> [DATA SECTION]
# # # # # # #
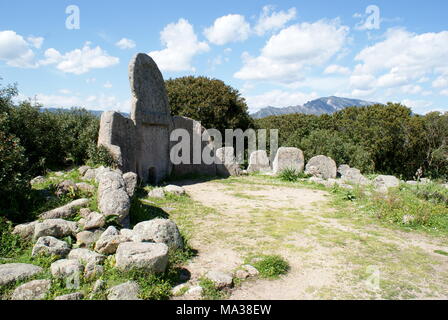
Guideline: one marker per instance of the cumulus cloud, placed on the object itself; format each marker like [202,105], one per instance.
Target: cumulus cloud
[15,51]
[279,98]
[336,69]
[288,52]
[125,43]
[181,45]
[270,20]
[226,29]
[79,61]
[403,58]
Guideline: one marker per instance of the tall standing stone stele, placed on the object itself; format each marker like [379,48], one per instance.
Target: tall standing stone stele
[141,144]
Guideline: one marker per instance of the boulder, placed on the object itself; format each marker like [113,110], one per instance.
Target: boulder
[87,238]
[71,296]
[258,161]
[288,158]
[125,291]
[382,183]
[57,228]
[177,190]
[26,230]
[65,211]
[321,167]
[85,256]
[50,246]
[94,220]
[156,193]
[66,268]
[220,279]
[12,272]
[130,181]
[33,290]
[226,164]
[149,257]
[112,196]
[160,231]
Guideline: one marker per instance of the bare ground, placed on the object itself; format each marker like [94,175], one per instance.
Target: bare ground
[332,255]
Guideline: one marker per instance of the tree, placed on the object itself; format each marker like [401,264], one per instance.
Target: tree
[210,101]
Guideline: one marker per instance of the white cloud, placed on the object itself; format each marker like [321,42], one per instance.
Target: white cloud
[271,21]
[294,48]
[226,29]
[80,61]
[279,98]
[125,43]
[336,69]
[36,41]
[181,46]
[15,51]
[403,58]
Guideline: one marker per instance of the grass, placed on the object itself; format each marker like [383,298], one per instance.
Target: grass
[269,266]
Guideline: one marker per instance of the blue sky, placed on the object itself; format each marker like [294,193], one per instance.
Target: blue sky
[277,53]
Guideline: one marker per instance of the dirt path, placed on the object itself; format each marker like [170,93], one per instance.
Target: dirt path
[332,256]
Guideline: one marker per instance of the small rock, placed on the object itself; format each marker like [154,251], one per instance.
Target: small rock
[124,291]
[71,296]
[50,246]
[160,231]
[57,228]
[65,211]
[220,279]
[94,220]
[149,257]
[66,268]
[130,181]
[92,271]
[156,193]
[177,190]
[85,256]
[12,272]
[33,290]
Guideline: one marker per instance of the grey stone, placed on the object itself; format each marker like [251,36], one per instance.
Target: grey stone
[322,167]
[85,187]
[160,231]
[220,279]
[130,181]
[83,169]
[85,256]
[57,228]
[382,183]
[94,220]
[92,271]
[65,211]
[112,196]
[258,161]
[156,193]
[125,291]
[50,246]
[26,230]
[71,296]
[12,272]
[33,290]
[149,257]
[177,190]
[226,164]
[87,238]
[65,268]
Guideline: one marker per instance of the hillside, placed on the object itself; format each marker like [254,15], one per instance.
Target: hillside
[326,105]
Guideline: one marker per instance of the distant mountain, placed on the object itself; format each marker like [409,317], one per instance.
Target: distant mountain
[327,105]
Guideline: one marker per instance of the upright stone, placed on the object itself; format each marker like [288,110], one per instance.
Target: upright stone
[151,115]
[288,158]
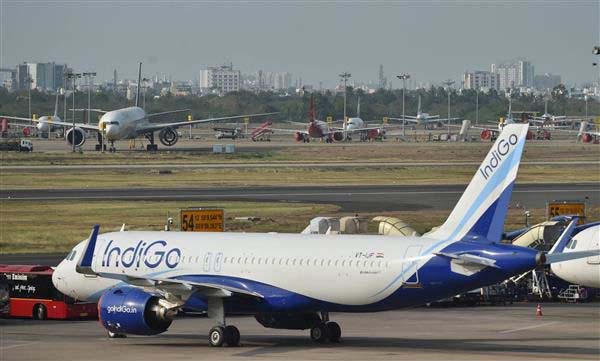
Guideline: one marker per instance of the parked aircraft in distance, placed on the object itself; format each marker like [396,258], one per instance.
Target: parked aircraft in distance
[320,129]
[583,271]
[425,119]
[293,281]
[44,124]
[133,122]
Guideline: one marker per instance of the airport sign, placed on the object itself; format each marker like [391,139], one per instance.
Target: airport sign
[202,220]
[566,208]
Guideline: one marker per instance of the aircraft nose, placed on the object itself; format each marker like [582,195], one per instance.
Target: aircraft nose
[58,278]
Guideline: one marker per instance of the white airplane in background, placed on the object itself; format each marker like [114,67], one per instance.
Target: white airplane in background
[293,281]
[44,124]
[583,271]
[320,129]
[424,118]
[133,122]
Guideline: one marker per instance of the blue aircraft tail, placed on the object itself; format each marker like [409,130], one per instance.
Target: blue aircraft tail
[481,211]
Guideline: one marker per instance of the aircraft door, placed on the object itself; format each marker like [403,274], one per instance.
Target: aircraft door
[409,269]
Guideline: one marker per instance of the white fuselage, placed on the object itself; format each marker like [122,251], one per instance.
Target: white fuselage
[349,270]
[583,271]
[354,124]
[123,123]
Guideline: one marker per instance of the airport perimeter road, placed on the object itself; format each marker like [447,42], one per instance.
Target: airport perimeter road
[565,332]
[349,198]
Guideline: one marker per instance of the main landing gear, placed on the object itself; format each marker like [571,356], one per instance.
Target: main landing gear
[326,330]
[221,334]
[151,146]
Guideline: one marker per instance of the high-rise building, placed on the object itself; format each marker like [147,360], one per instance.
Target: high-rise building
[43,76]
[223,79]
[514,74]
[481,80]
[546,81]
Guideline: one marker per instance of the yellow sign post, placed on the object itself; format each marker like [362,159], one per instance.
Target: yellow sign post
[202,220]
[566,208]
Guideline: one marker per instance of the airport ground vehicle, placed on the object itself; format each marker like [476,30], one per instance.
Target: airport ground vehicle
[20,145]
[32,294]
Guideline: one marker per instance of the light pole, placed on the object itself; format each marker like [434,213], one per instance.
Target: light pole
[476,106]
[88,76]
[345,76]
[448,84]
[403,77]
[73,77]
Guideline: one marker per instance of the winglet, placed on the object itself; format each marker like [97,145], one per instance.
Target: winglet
[565,237]
[84,265]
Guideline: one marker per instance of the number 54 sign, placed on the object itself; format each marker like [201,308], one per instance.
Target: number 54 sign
[202,220]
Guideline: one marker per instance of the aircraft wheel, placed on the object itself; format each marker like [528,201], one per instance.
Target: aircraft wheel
[115,335]
[216,336]
[334,331]
[232,336]
[318,333]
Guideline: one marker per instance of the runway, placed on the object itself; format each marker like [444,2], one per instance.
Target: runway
[273,164]
[565,332]
[349,198]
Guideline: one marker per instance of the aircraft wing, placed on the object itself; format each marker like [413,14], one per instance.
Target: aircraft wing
[91,110]
[408,119]
[78,125]
[180,287]
[159,126]
[168,112]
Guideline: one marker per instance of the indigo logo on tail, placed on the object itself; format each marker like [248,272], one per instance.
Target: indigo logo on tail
[502,149]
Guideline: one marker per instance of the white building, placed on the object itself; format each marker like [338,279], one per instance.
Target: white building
[515,74]
[483,80]
[223,79]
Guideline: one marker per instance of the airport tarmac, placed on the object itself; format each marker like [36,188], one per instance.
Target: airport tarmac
[349,198]
[565,332]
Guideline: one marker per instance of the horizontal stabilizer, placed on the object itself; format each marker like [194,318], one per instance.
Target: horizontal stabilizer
[466,258]
[568,256]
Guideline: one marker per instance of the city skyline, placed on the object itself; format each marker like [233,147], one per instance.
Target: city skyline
[444,40]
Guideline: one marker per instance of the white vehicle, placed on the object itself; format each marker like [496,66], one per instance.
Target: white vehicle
[583,271]
[132,122]
[293,281]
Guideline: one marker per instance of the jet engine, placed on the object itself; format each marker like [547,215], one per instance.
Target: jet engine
[300,137]
[288,321]
[129,310]
[168,136]
[77,134]
[338,136]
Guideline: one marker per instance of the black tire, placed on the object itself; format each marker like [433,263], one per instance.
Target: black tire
[115,335]
[232,336]
[216,336]
[334,331]
[40,312]
[318,333]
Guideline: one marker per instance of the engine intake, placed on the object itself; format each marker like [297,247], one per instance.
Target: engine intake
[288,321]
[338,136]
[76,135]
[168,136]
[133,311]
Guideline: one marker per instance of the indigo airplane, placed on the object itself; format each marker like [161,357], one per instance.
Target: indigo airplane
[293,281]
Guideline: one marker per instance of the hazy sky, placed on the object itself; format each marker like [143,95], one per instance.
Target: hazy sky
[316,40]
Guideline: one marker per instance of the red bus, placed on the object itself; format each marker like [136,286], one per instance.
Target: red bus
[32,294]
# # # # # # #
Repeat the lines of the listing above verbatim, beginning at its first line and ending at the line containing "Guideline: one marker per instance of the boulder, placed", which is included. Omit pictures.

Guideline: one marker per instance of the cumulus cloud, placed on the object itself; format each marker like [202,105], one per instance.
Target: cumulus cloud
[15,51]
[279,98]
[336,69]
[288,52]
[125,43]
[181,45]
[270,20]
[226,29]
[79,61]
[403,58]
Guideline: one marker per instance of the tall standing stone stele, placed on the object itself; format each marker like [379,48], one per instance.
Target: tall standing stone stele
[141,144]
Guideline: one marker per instance of the boulder, placed on the object itself; format each marker like [113,110], one per instance.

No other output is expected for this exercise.